[Dataset records]:
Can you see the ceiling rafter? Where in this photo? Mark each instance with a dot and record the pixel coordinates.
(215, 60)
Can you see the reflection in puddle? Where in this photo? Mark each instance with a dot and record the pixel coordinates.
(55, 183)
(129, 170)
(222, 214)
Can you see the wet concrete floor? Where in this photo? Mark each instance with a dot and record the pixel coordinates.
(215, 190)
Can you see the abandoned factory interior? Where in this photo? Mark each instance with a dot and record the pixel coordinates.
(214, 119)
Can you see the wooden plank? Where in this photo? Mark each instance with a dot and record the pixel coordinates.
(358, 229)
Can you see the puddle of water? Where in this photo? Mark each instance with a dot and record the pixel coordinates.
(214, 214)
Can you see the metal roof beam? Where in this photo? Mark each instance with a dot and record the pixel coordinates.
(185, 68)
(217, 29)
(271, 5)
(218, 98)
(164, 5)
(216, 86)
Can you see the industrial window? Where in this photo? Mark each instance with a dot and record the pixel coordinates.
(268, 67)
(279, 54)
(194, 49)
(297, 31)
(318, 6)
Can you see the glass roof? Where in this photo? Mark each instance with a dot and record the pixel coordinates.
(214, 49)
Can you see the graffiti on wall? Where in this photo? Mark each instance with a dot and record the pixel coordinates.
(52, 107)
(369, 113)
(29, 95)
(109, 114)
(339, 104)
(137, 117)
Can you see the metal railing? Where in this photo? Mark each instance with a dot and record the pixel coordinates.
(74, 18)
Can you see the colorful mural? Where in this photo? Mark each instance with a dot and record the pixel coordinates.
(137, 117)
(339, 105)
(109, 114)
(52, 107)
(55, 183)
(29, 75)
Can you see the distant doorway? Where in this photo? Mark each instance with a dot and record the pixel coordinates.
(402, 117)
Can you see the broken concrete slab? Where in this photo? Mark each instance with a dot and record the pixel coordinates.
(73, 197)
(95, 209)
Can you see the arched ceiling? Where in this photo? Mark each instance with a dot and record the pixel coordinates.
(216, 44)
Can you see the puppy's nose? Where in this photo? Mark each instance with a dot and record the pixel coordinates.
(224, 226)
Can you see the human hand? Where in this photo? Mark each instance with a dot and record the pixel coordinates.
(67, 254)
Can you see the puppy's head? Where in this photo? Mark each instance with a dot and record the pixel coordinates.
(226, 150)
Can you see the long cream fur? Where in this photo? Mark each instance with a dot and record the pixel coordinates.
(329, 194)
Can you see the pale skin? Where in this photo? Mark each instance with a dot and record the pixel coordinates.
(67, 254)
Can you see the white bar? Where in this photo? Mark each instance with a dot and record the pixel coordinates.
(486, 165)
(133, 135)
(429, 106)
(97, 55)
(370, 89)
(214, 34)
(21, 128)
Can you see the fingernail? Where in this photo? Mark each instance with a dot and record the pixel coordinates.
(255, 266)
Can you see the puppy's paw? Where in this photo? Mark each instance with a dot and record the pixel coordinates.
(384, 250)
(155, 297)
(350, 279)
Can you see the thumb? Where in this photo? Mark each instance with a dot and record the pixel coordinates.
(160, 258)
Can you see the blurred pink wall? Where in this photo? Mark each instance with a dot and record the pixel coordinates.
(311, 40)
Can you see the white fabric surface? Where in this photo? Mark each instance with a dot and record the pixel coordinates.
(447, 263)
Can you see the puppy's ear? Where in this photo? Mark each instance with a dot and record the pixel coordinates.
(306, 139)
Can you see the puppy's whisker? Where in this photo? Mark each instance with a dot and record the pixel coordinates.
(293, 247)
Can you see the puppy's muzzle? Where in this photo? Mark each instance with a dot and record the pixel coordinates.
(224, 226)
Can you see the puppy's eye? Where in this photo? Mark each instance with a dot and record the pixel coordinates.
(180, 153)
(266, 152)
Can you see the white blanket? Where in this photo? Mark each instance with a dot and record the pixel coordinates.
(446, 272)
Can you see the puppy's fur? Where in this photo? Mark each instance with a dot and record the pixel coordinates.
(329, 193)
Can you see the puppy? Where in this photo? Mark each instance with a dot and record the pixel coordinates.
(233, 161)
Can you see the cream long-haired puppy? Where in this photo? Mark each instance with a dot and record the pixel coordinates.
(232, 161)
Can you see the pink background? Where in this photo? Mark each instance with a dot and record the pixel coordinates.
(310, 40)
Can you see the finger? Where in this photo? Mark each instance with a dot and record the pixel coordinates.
==
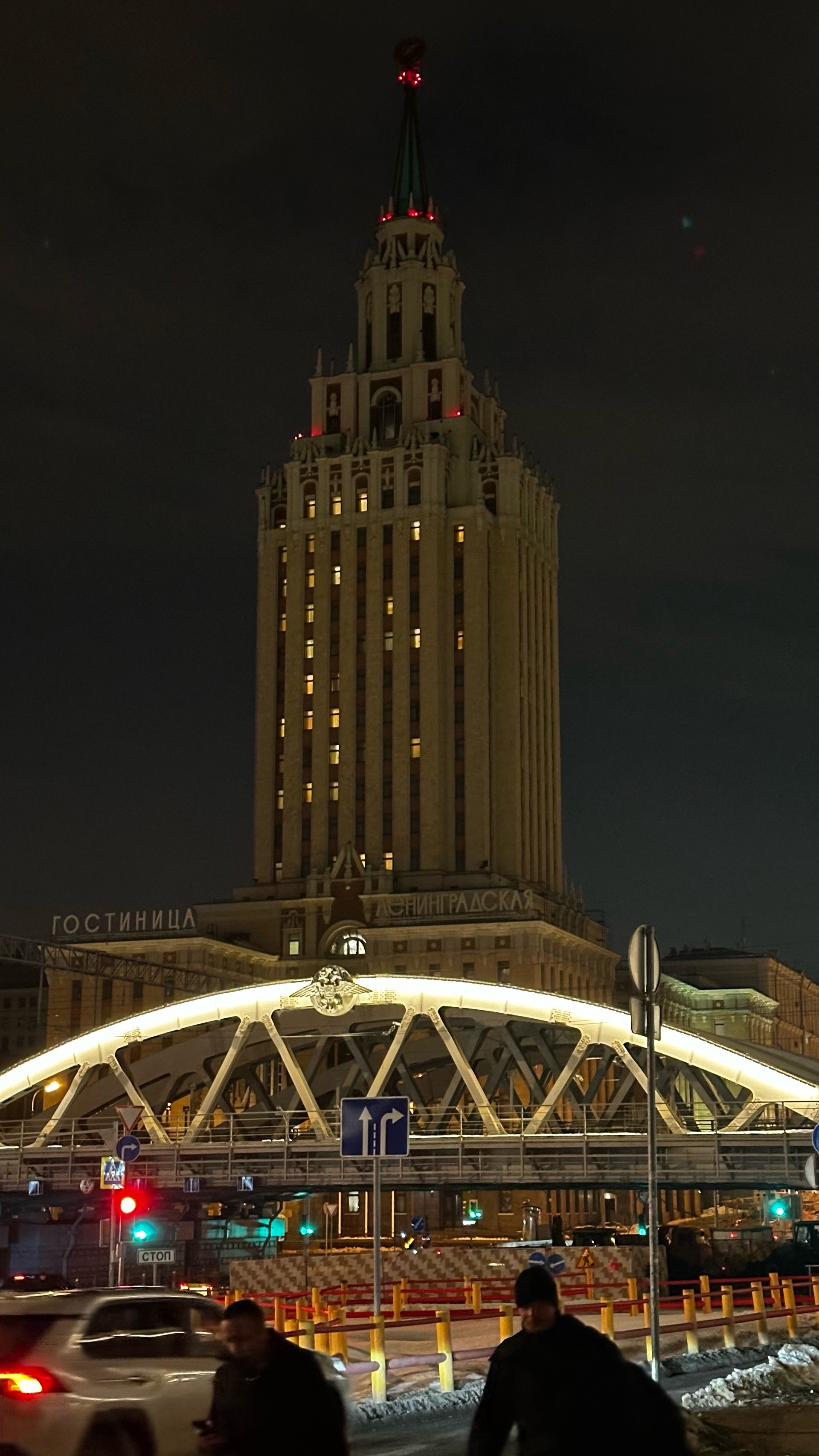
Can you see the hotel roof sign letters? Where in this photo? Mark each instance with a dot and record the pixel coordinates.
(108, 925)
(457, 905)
--
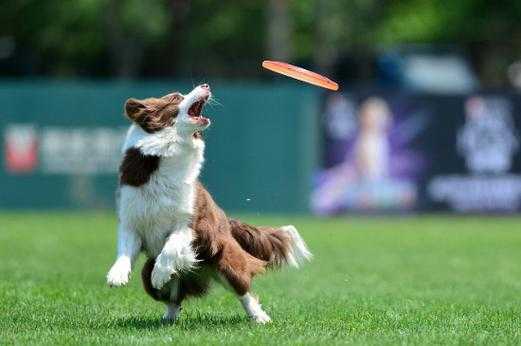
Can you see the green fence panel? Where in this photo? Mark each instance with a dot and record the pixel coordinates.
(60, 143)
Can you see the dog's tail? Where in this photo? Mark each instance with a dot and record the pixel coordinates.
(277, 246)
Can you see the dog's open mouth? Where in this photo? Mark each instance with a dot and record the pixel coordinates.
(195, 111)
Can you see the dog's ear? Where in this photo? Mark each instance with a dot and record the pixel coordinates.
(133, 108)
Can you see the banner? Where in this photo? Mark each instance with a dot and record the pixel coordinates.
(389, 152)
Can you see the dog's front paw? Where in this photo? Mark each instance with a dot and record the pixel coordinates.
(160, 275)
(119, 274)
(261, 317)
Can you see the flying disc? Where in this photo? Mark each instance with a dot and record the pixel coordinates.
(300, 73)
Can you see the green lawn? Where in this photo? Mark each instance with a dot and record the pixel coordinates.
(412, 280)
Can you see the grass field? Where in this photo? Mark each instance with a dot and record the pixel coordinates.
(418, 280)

[Work to complete]: From the listing above, return the lines starting at the one with "Can you see the blurred" and ending at the one with "Can you see the finger?", both kept, exactly as they appear and nothing more.

[Output of the exercise]:
Can you see the blurred pink wall? Where in this photo? Mark each instance with a dot and record the pixel coordinates.
(311, 40)
Can you see the white fabric surface? Where in this photo? Mark each instance with a dot and record the pixel coordinates.
(447, 263)
Can you see the puppy's ear? Where in this photo? Mark each instance with a dot and record the pixel coordinates.
(306, 139)
Can you see the puppy's whisker? Where in this photo? Mark each instance with a dot and record the pixel coordinates.
(293, 247)
Can you see the puppy's muzzle? Where in this photo? Mark each instance with a dot and record the pixel coordinates.
(224, 226)
Can you see the puppy's eye? Where in this photo? Mark each instance with a dot and record the pixel coordinates.
(180, 153)
(266, 152)
Can you see the white blanket? Where in this photo? Mark each instance with a dot and record the pixel coordinates.
(446, 272)
Can you see the puppy's fur? Where in this photo? Mark each instance with a dot and record the pixel coordinates.
(329, 193)
Can you see the puppy? Where in this photo? Mark each instance with a dot and record the pixel coordinates.
(233, 161)
Can you see the cream long-haired puppy? Where in this photo? Mark each instance with a dot and record the pixel coordinates.
(232, 161)
Can you see the pink background? Where in this photo? Mark each instance with a dot and record the pixel coordinates.
(310, 40)
Can you see the finger? Where in this photo? Mark each instance with a dot and record the pixel coordinates.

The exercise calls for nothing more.